*Directive:* From the listing below, pull out every line that contains the word "canopy". Letter case counts.

*Items listed in a dataset:*
^^^^

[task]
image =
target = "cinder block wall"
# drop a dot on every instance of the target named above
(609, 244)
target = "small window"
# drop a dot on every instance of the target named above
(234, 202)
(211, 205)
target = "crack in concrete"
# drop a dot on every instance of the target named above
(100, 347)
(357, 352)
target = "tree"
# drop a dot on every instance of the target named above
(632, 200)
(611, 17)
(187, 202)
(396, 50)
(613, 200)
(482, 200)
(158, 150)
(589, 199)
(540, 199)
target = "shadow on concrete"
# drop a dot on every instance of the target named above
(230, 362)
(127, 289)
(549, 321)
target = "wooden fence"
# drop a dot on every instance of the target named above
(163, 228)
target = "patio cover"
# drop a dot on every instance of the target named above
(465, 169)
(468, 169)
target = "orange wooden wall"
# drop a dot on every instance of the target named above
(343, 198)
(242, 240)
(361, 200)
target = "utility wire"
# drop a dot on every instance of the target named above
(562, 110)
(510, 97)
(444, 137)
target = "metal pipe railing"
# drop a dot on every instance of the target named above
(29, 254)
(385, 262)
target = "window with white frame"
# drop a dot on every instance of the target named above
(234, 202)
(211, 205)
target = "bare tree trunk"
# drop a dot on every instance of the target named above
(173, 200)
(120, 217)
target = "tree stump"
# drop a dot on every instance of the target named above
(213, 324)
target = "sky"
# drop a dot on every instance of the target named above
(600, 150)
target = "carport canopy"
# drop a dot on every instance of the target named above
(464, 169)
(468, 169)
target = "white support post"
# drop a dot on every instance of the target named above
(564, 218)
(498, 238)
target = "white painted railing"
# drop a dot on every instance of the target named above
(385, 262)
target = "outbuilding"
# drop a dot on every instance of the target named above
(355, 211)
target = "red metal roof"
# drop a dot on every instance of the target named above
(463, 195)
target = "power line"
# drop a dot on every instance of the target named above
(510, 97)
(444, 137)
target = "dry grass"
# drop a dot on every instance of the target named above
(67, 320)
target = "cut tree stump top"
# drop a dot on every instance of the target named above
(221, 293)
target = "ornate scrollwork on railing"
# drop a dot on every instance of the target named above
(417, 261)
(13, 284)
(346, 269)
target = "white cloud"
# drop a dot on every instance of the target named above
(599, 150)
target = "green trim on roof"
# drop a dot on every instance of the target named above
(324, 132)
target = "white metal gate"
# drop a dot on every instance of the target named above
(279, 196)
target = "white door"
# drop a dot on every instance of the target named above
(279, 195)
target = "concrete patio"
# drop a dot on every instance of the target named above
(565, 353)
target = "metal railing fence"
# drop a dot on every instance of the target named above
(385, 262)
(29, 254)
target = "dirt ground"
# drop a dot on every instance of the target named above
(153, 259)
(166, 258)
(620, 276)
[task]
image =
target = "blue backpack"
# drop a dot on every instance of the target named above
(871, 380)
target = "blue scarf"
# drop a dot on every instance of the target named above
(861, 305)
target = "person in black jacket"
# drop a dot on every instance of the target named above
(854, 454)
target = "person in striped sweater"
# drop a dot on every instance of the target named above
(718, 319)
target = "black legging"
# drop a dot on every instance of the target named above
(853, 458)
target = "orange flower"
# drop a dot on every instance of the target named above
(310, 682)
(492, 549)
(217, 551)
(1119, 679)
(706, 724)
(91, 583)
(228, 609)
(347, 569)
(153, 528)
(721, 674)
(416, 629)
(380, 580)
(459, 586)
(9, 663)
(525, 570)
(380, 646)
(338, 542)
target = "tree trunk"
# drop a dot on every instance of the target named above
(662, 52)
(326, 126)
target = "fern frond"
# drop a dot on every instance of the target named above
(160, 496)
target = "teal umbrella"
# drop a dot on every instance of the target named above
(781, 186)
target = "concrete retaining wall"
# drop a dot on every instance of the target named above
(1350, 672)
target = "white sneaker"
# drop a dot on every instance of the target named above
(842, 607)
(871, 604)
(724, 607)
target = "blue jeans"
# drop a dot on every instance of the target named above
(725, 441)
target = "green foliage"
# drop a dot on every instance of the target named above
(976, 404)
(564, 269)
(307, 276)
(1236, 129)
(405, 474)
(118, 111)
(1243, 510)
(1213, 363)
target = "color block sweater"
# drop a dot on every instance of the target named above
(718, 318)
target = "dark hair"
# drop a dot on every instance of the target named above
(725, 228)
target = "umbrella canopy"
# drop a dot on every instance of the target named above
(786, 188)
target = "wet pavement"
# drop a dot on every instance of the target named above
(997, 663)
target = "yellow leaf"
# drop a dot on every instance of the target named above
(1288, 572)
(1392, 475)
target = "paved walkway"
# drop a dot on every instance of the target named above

^^^^

*Answer for the task:*
target = "carport canopy"
target = "umbrella canopy"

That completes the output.